### Task details:
Condense the paragraph beginning "It is very often by these sorts of crabwise steps" in the essay passage on humanitarian commitments into a shorter version that keeps its main facts.

===== Document passage

Arguably: Essays by Christopher Hitchens
It is very often by these sorts of crabwise steps and political tradeoffs that the United States finds that it has—perhaps in a fit of absence of mind—avoided one humanitarian commitment by implicitly adopting other ones. These days, this happens every time someone who wants to leave, say, a Saddam Hussein alone is rash enough to wonder out loud what should be done about Darfur, Myanmar (also known as Burma), Tibet, or Zimbabwe. History has a way of adopting such taunts or at least of playing them back to their originators. And this, as Bass shows, is how the international community has gradually moved from double or multiple standards to something like a more intelligible and single one.

==========
===== Information given

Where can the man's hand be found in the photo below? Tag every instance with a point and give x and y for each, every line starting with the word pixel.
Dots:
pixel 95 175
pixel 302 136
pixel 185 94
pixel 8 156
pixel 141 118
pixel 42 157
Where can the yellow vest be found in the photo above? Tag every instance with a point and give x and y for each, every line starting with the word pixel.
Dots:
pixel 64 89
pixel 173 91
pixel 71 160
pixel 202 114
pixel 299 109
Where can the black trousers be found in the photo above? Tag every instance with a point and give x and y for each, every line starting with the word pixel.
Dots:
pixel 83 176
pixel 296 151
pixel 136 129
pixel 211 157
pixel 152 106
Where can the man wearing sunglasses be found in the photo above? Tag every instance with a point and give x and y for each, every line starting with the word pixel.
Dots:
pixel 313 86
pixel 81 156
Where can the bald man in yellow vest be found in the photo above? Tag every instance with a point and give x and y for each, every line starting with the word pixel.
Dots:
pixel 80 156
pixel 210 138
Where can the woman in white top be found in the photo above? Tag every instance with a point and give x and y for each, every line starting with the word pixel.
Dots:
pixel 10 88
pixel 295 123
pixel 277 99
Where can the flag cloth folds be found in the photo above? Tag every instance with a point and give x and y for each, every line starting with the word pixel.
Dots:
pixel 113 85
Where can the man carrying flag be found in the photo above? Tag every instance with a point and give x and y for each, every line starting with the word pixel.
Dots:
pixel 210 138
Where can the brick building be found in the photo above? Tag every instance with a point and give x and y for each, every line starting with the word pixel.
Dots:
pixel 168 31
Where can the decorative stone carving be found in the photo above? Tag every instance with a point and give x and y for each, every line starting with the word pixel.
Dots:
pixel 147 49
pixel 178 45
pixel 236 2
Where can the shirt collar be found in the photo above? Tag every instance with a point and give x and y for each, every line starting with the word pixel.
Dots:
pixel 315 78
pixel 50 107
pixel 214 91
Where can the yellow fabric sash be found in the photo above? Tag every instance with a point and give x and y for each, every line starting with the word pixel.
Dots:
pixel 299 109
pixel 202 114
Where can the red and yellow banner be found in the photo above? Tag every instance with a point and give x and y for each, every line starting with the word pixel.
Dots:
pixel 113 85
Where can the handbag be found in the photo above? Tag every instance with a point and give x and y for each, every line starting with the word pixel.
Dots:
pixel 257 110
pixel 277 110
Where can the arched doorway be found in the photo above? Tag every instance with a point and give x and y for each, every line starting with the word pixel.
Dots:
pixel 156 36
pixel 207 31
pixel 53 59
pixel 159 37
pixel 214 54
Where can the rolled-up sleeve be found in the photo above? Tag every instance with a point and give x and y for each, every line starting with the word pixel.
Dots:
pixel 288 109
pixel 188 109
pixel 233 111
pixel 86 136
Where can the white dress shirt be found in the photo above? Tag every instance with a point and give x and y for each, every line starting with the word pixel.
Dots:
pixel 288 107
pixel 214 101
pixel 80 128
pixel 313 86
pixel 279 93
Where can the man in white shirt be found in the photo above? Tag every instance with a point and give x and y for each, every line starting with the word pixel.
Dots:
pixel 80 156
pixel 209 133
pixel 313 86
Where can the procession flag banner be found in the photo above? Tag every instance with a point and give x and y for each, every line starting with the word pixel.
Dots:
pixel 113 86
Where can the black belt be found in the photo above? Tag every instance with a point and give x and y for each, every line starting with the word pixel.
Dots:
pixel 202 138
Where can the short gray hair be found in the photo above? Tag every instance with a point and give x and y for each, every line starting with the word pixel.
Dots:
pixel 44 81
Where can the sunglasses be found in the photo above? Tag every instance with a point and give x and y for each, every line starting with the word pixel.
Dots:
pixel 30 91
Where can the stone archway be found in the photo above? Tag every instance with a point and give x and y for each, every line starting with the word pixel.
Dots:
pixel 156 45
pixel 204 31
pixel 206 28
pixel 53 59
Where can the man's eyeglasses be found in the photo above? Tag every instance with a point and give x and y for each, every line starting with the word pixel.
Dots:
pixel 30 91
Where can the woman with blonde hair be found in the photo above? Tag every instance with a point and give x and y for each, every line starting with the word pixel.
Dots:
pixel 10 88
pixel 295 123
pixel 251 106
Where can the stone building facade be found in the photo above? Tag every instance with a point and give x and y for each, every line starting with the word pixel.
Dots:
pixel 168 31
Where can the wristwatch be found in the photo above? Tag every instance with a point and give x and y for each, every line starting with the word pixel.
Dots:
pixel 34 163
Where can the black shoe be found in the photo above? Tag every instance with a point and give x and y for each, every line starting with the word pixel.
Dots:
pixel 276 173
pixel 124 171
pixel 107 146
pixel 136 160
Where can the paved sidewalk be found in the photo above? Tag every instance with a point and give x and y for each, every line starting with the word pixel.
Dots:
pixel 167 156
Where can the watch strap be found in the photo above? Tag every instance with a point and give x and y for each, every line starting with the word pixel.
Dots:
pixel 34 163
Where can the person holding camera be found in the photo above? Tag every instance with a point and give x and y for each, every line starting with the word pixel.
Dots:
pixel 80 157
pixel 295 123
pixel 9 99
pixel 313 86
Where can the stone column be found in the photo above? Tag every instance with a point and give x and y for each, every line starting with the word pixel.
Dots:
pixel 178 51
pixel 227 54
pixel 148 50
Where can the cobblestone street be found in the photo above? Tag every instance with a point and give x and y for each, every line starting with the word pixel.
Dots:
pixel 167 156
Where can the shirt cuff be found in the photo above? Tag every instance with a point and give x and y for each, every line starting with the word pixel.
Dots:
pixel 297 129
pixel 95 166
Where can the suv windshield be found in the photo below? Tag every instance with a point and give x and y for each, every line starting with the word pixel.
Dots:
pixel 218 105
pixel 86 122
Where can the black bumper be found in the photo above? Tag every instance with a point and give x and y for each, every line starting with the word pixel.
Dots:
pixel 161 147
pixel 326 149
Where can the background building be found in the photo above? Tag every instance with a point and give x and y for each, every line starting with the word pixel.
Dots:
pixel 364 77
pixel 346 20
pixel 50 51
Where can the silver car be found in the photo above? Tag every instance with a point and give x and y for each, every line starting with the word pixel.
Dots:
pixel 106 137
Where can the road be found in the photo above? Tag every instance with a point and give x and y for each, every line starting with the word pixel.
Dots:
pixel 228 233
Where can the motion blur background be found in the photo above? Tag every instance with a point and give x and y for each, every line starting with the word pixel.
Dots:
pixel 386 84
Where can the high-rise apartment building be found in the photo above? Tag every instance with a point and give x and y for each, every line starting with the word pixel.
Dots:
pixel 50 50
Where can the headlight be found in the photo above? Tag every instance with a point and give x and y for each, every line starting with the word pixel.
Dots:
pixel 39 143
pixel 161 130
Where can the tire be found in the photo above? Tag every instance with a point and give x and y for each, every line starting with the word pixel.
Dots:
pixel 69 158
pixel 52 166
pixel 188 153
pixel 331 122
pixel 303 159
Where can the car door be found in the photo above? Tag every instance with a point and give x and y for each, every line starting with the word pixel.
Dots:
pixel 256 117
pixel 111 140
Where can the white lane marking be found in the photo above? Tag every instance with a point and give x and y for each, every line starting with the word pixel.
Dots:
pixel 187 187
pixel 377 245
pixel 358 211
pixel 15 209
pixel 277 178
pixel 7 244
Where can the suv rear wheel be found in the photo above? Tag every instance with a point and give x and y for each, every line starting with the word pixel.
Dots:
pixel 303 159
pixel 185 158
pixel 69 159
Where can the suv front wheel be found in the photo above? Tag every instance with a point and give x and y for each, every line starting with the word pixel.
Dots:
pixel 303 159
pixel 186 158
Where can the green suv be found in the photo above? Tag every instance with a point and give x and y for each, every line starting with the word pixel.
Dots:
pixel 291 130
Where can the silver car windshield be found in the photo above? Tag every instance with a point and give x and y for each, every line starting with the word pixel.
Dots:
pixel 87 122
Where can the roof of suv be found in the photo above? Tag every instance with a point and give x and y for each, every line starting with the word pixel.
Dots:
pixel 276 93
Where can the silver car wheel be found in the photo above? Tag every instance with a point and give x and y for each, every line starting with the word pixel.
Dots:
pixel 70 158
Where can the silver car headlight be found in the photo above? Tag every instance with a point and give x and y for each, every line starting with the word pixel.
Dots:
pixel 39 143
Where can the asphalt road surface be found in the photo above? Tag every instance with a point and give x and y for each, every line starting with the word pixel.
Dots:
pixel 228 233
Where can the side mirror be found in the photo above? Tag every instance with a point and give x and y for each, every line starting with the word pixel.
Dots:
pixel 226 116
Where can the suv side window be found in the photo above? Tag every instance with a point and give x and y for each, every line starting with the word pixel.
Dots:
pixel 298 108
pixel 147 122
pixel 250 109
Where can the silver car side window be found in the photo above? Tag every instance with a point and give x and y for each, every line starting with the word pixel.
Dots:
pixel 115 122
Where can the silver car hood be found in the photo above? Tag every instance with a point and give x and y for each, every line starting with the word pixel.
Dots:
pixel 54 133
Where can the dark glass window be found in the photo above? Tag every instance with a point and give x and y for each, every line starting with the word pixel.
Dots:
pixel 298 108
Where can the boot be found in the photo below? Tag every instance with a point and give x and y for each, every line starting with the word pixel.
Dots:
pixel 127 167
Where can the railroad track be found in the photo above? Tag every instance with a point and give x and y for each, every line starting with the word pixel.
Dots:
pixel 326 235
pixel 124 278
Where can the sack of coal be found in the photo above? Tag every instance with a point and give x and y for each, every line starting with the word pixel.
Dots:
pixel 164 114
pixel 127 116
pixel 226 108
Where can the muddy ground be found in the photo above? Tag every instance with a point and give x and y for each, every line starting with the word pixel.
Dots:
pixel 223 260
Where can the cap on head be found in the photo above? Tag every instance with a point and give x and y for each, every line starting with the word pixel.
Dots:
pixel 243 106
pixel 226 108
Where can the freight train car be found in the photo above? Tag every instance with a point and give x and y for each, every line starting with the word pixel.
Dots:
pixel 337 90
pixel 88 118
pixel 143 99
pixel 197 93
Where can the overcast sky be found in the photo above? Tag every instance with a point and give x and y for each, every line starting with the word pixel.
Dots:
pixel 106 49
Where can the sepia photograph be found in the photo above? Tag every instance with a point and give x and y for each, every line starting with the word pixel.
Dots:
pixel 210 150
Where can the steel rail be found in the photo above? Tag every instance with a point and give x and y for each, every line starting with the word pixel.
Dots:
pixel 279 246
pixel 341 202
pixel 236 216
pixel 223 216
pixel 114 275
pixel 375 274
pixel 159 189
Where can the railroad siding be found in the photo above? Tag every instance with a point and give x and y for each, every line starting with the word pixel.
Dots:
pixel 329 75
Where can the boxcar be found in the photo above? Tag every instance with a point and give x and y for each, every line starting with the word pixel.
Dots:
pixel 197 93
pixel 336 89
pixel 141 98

==========
===== Information given

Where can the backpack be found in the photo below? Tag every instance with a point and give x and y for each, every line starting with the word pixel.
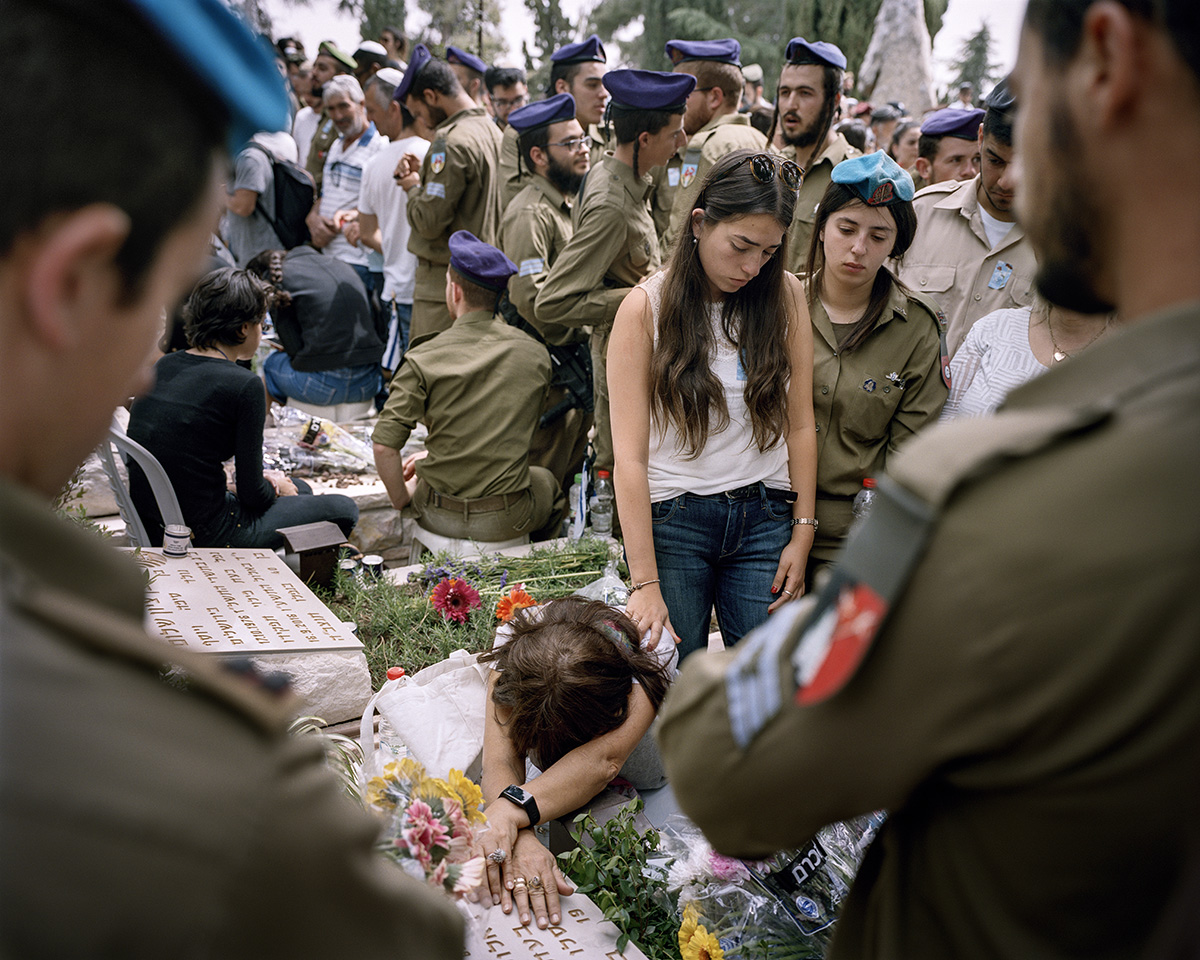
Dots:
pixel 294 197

==========

### Response for this exercise:
Through indirect steps and political tradeoffs, the United States often avoids one humanitarian commitment only to implicitly adopt others. This happens whenever someone who would leave a ruler like Saddam Hussein alone asks aloud what should be done about Darfur, Myanmar (Burma), Tibet, or Zimbabwe. History tends to play such taunts back to those who made them. As Bass shows, this is how the international community has gradually moved from multiple standards toward a more intelligible single one.